__Problem to work on__.
Please give the rows again from the start through the line with "[[46, 262], [31, 263], [27, 267], [27, 271], [47, 271]]", replacing "baseboard trim" with "skirting board" and leaving everything else unchanged.

---

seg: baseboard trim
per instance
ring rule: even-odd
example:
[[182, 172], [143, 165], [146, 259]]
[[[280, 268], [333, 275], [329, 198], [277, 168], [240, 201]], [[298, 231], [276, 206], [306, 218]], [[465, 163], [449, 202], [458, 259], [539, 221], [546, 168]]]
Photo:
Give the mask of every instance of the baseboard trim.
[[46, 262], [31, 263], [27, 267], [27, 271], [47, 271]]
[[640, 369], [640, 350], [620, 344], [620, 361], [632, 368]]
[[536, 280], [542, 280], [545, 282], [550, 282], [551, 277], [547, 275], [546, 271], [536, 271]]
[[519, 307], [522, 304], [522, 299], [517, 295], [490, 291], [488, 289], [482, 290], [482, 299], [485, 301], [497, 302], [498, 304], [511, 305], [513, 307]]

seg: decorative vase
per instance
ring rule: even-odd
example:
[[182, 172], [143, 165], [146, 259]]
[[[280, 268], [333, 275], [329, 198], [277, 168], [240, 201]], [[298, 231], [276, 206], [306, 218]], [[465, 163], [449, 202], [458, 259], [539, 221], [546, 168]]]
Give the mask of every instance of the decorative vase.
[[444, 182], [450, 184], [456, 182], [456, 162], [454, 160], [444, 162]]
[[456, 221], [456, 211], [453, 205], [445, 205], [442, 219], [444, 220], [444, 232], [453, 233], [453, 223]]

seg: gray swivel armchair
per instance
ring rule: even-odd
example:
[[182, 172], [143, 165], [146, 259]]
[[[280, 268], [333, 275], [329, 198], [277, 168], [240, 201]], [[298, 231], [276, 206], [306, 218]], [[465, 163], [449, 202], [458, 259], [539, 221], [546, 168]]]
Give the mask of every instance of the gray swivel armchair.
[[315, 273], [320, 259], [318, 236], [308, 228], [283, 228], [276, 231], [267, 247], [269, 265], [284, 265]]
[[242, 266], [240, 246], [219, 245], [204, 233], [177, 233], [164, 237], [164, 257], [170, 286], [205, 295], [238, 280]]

---

__Written solution__.
seg: skirting board
per instance
ring rule: even-odd
example:
[[182, 172], [143, 165], [146, 259]]
[[[280, 268], [333, 275], [329, 198], [277, 168], [240, 201]], [[298, 231], [276, 206], [306, 218]], [[465, 163], [449, 202], [458, 259], [539, 221], [546, 168]]]
Photo:
Give the mask of every instance of the skirting board.
[[46, 262], [31, 263], [27, 267], [27, 271], [47, 271]]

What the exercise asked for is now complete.